指示
本文抜粋のうち、「ようこそ、おいでくださいました!」で始まり「すっごく迷って、今回の3つの柄を選びました。」で終わる部分を、一字も変えずに書き写すこと。

本文抜粋
↓↓↓

|
ほぼ日 |
はじめまして。
ようこそ、おいでくださいました!
|
ドーン |
はじめまして。
どうぞよろしくおねがいします。
|
|
ほぼ日 |
2013年版でロキャロンのタータンの手帳を
出したいね、という話になったときに
スワッチ(素材見本)を送ってもらったのですが、
いざ届いたら、すてきなタータンが
スーツケースにいっぱいで!
すっごく迷って、今回の3つの柄を選びました。
|
|
ドーン |
若干の色味の違いなども合わせますと、
アーカイブは2000点以上にのぼります。
実は、お送りしたスワッチでも、
ロキャロンのタータンの一部でしかないんですよ。
|
ほぼ日 |
わわ、覚えきれなさそう‥‥。
|
ドーン |
わたしもすべて覚えているわけではありませんよ(笑)。
ですが、見た瞬間、
それがどういうタータンなのかはわかります。
|
ほぼ日 |
おー、さすが!

↑↑↑

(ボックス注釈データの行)
↓↓↓

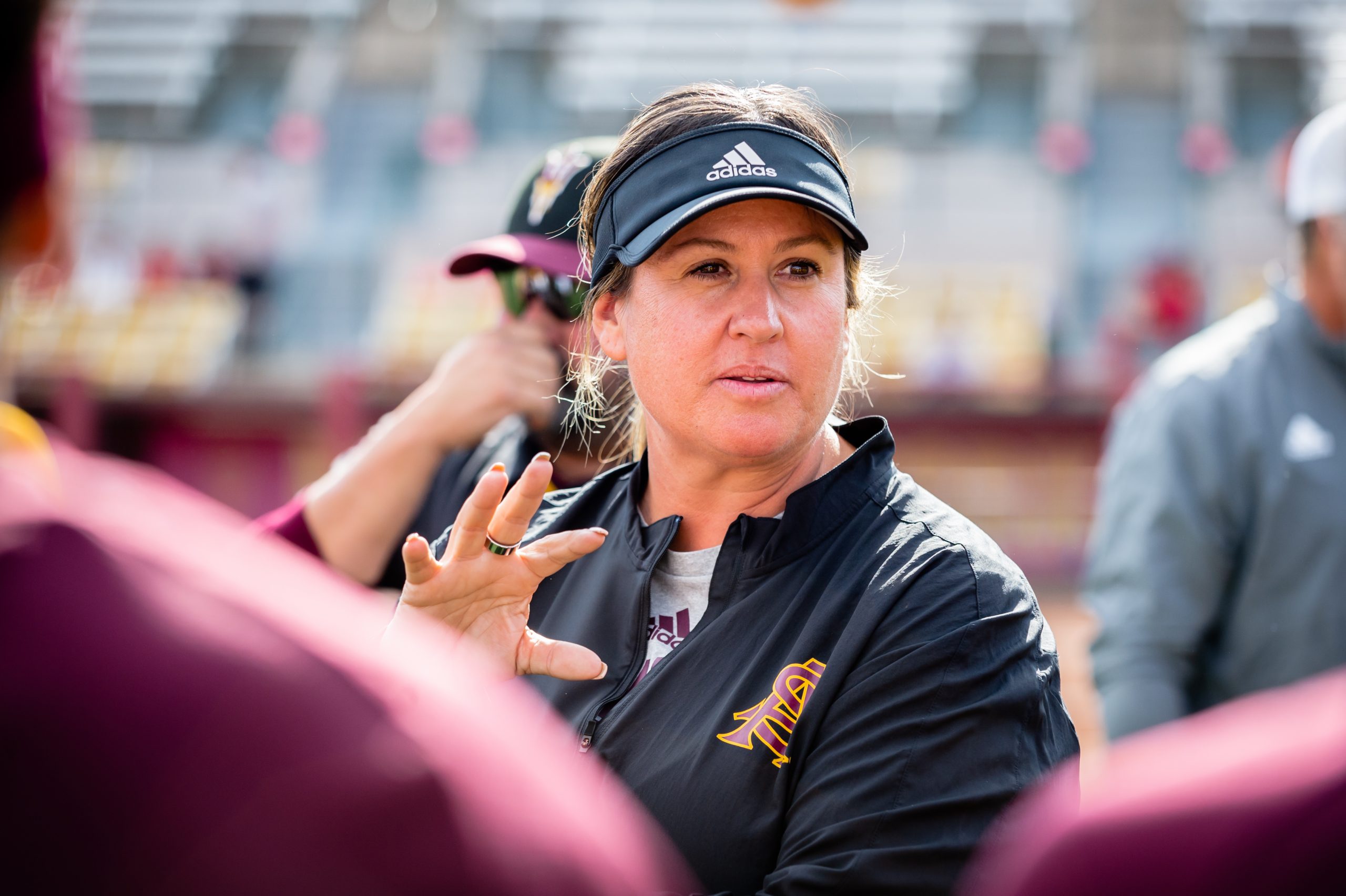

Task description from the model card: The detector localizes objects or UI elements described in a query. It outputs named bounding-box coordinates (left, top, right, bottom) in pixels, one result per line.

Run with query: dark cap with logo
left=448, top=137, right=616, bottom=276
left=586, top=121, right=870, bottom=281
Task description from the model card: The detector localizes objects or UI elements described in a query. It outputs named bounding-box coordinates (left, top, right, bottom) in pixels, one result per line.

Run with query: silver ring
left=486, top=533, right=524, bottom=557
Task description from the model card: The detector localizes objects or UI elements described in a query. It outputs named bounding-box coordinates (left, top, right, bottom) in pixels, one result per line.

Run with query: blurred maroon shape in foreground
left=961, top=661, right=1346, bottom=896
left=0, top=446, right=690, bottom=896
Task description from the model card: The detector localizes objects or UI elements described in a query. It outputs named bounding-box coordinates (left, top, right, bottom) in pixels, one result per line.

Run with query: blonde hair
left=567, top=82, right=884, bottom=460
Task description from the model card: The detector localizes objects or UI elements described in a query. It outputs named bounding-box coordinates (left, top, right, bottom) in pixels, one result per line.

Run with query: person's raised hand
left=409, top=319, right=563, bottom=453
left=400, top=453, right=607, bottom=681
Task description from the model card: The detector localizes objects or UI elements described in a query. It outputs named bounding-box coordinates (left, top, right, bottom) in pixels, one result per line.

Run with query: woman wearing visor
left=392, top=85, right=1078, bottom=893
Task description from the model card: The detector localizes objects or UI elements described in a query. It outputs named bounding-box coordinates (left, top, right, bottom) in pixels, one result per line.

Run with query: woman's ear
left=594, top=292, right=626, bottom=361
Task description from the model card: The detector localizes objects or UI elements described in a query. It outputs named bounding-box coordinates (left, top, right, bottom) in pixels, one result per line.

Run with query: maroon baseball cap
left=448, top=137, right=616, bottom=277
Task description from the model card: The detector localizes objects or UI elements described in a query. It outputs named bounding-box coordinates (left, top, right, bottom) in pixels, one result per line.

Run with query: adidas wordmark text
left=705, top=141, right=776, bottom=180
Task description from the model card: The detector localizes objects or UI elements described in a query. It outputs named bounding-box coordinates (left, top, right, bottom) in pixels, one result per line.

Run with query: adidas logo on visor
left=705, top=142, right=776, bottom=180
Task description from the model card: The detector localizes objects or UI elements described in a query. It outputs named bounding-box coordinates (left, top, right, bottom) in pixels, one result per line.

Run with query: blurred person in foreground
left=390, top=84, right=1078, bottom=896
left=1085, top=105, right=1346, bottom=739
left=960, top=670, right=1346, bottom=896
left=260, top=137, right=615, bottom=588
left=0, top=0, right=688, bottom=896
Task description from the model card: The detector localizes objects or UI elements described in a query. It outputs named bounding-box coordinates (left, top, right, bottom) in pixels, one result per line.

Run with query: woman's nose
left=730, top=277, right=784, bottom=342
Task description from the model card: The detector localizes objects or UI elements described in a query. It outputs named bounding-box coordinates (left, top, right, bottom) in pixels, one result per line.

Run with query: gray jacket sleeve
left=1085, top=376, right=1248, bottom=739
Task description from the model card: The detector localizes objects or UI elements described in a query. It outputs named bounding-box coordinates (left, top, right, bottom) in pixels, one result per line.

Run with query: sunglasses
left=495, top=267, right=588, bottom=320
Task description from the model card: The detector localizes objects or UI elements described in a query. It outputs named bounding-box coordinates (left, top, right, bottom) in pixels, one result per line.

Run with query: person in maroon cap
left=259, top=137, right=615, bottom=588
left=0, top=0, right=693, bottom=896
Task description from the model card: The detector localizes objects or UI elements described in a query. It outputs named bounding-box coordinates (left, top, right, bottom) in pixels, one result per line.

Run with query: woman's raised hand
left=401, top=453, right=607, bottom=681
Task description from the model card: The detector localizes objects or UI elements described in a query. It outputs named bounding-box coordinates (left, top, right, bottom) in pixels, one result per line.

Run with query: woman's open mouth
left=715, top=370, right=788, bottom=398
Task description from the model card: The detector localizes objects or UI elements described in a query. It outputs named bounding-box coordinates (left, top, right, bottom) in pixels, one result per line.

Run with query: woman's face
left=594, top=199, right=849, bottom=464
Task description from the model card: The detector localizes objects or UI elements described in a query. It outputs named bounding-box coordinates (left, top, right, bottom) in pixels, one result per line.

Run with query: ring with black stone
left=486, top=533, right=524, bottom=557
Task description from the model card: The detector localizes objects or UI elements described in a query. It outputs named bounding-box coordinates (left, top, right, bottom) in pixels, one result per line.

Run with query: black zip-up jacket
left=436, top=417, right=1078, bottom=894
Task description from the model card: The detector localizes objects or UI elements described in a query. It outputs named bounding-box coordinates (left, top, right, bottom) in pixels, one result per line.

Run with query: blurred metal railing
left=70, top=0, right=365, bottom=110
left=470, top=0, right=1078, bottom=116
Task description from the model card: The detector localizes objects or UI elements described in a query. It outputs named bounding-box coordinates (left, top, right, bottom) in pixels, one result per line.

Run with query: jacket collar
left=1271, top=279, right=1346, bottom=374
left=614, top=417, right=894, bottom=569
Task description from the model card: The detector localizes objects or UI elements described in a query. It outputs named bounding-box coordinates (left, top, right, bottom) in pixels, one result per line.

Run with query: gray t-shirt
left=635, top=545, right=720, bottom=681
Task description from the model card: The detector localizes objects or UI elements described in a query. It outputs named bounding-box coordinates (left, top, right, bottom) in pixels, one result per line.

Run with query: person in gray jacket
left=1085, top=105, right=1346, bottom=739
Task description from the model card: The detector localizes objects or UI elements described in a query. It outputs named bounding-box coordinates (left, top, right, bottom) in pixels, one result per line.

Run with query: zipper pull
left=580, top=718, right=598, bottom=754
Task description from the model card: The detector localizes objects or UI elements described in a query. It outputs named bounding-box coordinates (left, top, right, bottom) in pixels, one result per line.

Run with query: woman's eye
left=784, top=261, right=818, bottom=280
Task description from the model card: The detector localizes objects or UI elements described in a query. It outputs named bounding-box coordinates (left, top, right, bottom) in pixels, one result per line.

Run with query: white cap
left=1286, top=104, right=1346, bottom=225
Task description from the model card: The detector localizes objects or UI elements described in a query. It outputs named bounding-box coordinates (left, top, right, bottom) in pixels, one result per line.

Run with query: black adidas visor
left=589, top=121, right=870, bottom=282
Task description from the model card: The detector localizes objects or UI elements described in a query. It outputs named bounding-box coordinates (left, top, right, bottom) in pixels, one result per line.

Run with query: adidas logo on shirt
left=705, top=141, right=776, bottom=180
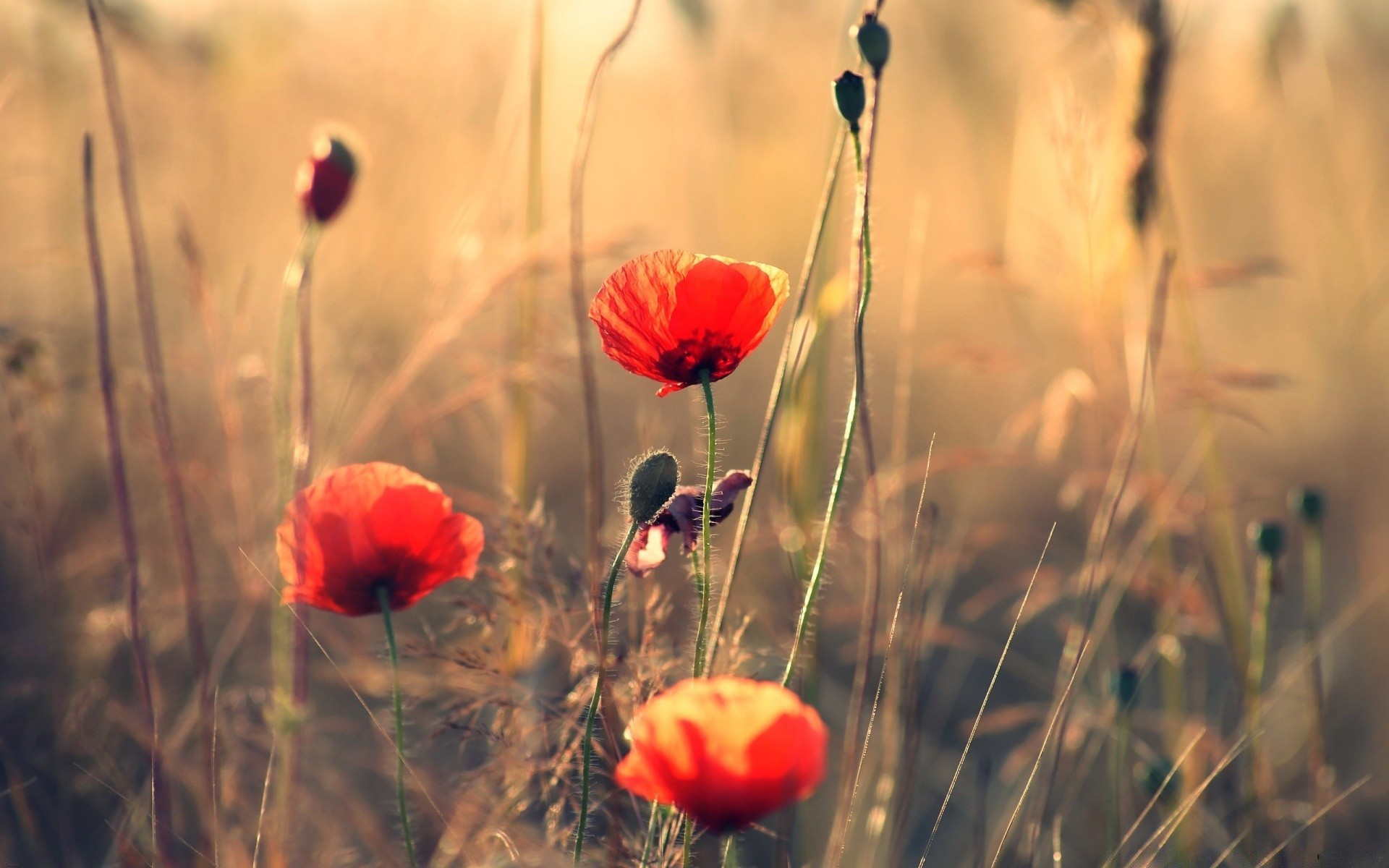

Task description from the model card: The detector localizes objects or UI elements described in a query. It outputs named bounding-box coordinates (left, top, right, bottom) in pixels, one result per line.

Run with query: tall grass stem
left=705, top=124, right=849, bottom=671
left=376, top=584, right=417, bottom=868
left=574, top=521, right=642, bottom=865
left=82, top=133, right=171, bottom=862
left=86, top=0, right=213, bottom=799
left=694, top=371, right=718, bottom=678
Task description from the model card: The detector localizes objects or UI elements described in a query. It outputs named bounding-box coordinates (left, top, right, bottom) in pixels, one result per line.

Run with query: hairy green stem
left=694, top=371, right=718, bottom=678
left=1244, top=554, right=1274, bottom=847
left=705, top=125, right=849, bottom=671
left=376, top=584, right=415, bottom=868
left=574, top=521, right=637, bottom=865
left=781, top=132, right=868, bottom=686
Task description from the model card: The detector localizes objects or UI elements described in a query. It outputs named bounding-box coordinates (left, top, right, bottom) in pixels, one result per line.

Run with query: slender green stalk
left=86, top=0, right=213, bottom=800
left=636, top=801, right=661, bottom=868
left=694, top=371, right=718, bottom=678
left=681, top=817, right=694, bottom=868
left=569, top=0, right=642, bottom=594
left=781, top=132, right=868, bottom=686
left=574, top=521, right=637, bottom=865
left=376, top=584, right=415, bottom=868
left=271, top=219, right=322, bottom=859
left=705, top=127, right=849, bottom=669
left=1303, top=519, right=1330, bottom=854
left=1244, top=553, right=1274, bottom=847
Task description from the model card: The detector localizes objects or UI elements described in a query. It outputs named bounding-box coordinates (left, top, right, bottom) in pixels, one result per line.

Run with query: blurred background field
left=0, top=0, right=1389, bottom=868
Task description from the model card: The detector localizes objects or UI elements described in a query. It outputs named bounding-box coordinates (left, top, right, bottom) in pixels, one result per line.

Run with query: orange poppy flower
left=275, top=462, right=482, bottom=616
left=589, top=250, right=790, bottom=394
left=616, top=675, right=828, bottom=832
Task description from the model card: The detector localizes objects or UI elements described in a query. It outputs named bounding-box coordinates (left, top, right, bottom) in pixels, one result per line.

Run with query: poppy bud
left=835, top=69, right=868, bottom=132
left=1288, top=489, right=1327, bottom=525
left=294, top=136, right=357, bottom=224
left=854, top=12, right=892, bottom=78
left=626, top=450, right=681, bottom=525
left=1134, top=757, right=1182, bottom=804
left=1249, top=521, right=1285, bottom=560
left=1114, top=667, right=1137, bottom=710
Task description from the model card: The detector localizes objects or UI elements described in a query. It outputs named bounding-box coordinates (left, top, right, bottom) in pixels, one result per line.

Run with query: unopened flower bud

↑↑↑

解答
ようこそ、おいでくださいました!
|
ドーン |
はじめまして。
どうぞよろしくおねがいします。
|
|
ほぼ日 |
2013年版でロキャロンのタータンの手帳を
出したいね、という話になったときに
スワッチ(素材見本)を送ってもらったのですが、
いざ届いたら、すてきなタータンが
スーツケースにいっぱいで!
すっごく迷って、今回の3つの柄を選びました。